_BRIEF 1_. Copy the entries word for word, starting at the line that contains "Check that each instance of the green" and continuing through the last line of the entries.

_DOCUMENT EXTRACT_.
┌────────
By default baredSC_2d uses 50 bins in x and 50 bins in y. But to increase the speed we use only 20 bins:

$ nnorm=1
$ baredSC_2d \
    --input example/nih3t3_generated_second.txt \
    --geneXColName 1_0.5_0.5_0.5_0.5_0.5_x \
    --geneYColName 1_0.5_0.5_0.5_0.5_0.5_y \
    --metadata1ColName group \
    --metadata1Values group1 \
    --output example/second_example_2d_cellgroup1_${nnorm}gauss_nx20 \
    --nnorm ${nnorm} \
    --nx 20 --ny 20 \
    --figure example/second_example_2d_cellgroup1_${nnorm}gauss_nx20.png \
    --title "second example 2d cell group 1 ${nnorm} gauss 20 bins"

We see that the correlation found is 0.44 +/- 0.11.

../../_images/second_example_2d_cellgroup1_1gauss_nx20_corner.png

Let see how this changes if we reduce the scale of the Normal distribution of the prior to 0.1

$ nnorm=1
$ baredSC_2d \
    --input example/nih3t3_generated_second.txt \
    --geneXColName 1_0.5_0.5_0.5_0.5_0.5_x \
    --geneYColName 1_0.5_0.5_0.5_0.5_0.5_y \
    --metadata1ColName group \
    --metadata1Values group1 \
    --output example/second_example_2d_cellgroup1_${nnorm}gauss_nx20_smallSP \
    --nnorm ${nnorm} \
    --nx 20 --ny 20 \
    --scalePrior 0.1 \
    --figure example/second_example_2d_cellgroup1_${nnorm}gauss_nx20_smallSP.png \
    --title "second example 2d cell group 1 ${nnorm} gauss small scalePrior"

We see that the correlation drop to 0.18 +/- 0.08.

../../_images/second_example_2d_cellgroup1_1gauss_nx20_smallSP_corner.png

On the contrary, if we know that there is a correlation we can increase this value in order to remove the penalty on high correlation coefficient.

$ nnorm=1
$ baredSC_2d \
    --input example/nih3t3_generated_second.txt \
    --geneXColName 1_0.5_0.5_0.5_0.5_0.5_x \
    --geneYColName 1_0.5_0.5_0.5_0.5_0.5_y \
    --metadata1ColName group \
    --metadata1Values group1 \
    --output example/second_example_2d_cellgroup1_${nnorm}gauss_nx20_largeSP \
    --nnorm ${nnorm} \
    --nx 20 --ny 20 \
    --scalePrior 3 \
    --figure example/second_example_2d_cellgroup1_${nnorm}gauss_nx20_largeSP.png \
    --title "second example 2d cell group 1 ${nnorm} gauss large scalePrior"

We see that the correlation is now at 0.51 +/- 0.11.

../../_images/second_example_2d_cellgroup1_1gauss_nx20_largeSP_corner.png

However, these settings may detect (anti-)correlations in situation where there is no, that’s why we recommand the default value if you don’t have any knowledge on the correlation you expect.
└────────
_BRIEF 2_. In the baredSC_2d tutorial, what correlation results when the scale of the prior's Normal distribution is reduced to 0.1?

_AVAILABLE RECORDS_.
┌────────
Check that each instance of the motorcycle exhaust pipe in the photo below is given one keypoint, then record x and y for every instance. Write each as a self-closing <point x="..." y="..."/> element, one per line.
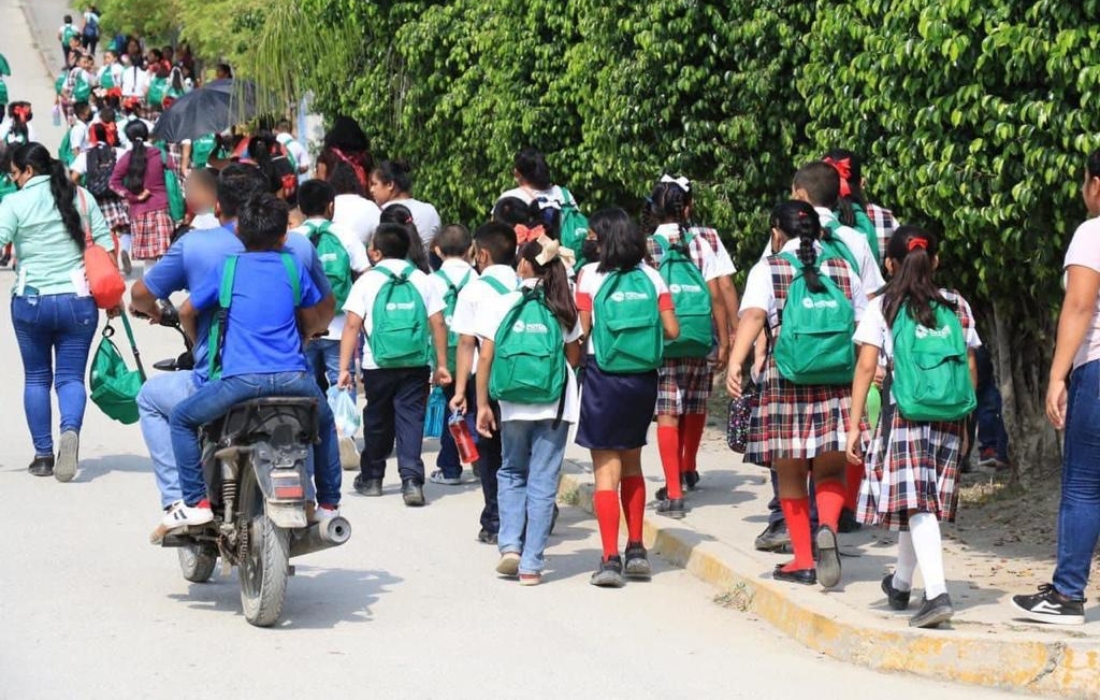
<point x="330" y="533"/>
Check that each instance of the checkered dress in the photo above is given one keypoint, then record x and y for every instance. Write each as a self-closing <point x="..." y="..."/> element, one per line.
<point x="913" y="466"/>
<point x="683" y="383"/>
<point x="796" y="420"/>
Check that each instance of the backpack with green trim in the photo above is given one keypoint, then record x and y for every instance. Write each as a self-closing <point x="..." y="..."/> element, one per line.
<point x="400" y="337"/>
<point x="528" y="356"/>
<point x="931" y="379"/>
<point x="627" y="327"/>
<point x="216" y="340"/>
<point x="814" y="345"/>
<point x="690" y="296"/>
<point x="333" y="256"/>
<point x="451" y="299"/>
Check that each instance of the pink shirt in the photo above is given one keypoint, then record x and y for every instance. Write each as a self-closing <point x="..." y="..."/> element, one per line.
<point x="154" y="183"/>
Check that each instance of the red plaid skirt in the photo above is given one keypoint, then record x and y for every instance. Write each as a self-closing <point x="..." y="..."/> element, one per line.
<point x="914" y="467"/>
<point x="683" y="386"/>
<point x="798" y="422"/>
<point x="152" y="233"/>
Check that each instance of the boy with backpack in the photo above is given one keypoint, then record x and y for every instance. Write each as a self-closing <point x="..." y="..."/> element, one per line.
<point x="343" y="260"/>
<point x="402" y="315"/>
<point x="452" y="245"/>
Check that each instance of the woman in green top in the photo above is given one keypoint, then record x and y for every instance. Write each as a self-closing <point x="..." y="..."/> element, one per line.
<point x="51" y="307"/>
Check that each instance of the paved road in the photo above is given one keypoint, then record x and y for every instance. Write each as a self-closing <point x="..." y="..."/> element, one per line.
<point x="409" y="609"/>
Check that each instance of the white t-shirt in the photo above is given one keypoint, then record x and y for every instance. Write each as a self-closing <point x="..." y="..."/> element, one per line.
<point x="424" y="216"/>
<point x="360" y="263"/>
<point x="591" y="280"/>
<point x="760" y="293"/>
<point x="358" y="216"/>
<point x="494" y="313"/>
<point x="1085" y="251"/>
<point x="365" y="291"/>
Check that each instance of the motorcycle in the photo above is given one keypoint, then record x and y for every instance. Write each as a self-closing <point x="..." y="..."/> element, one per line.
<point x="254" y="466"/>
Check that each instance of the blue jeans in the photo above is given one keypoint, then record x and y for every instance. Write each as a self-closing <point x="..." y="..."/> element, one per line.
<point x="61" y="325"/>
<point x="1079" y="512"/>
<point x="528" y="485"/>
<point x="212" y="400"/>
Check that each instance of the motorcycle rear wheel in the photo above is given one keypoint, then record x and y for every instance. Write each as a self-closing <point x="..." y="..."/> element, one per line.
<point x="265" y="568"/>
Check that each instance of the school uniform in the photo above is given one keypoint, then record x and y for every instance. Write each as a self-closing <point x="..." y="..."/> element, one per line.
<point x="473" y="301"/>
<point x="795" y="420"/>
<point x="911" y="466"/>
<point x="616" y="409"/>
<point x="396" y="398"/>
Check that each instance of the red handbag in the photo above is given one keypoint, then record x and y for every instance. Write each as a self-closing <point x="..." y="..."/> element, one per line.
<point x="105" y="281"/>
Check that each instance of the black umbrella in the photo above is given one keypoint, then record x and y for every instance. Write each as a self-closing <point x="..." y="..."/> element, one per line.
<point x="210" y="109"/>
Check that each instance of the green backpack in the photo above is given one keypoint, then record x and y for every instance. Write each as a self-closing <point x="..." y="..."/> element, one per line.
<point x="400" y="337"/>
<point x="451" y="298"/>
<point x="216" y="340"/>
<point x="815" y="346"/>
<point x="334" y="259"/>
<point x="528" y="358"/>
<point x="691" y="298"/>
<point x="931" y="369"/>
<point x="627" y="328"/>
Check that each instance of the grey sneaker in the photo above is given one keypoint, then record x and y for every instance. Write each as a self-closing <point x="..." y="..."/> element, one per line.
<point x="68" y="455"/>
└────────
_SOLUTION 1_.
Check that each instance of the green backpack in the photo above is given one keypoint, then record x and y for every instance. Write each as a self-closing <point x="..." y="..."/> element, one per line.
<point x="400" y="337"/>
<point x="451" y="298"/>
<point x="216" y="340"/>
<point x="815" y="346"/>
<point x="334" y="259"/>
<point x="528" y="358"/>
<point x="691" y="298"/>
<point x="931" y="369"/>
<point x="627" y="328"/>
Check that each instance of the grey sneaker in the photo above is given one keypoint, then record x and y for every instance. Write each as a self-closing <point x="..." y="..."/> element, one per line.
<point x="68" y="455"/>

_SOLUTION 2_. The correlation drops to 0.18 +/- 0.08.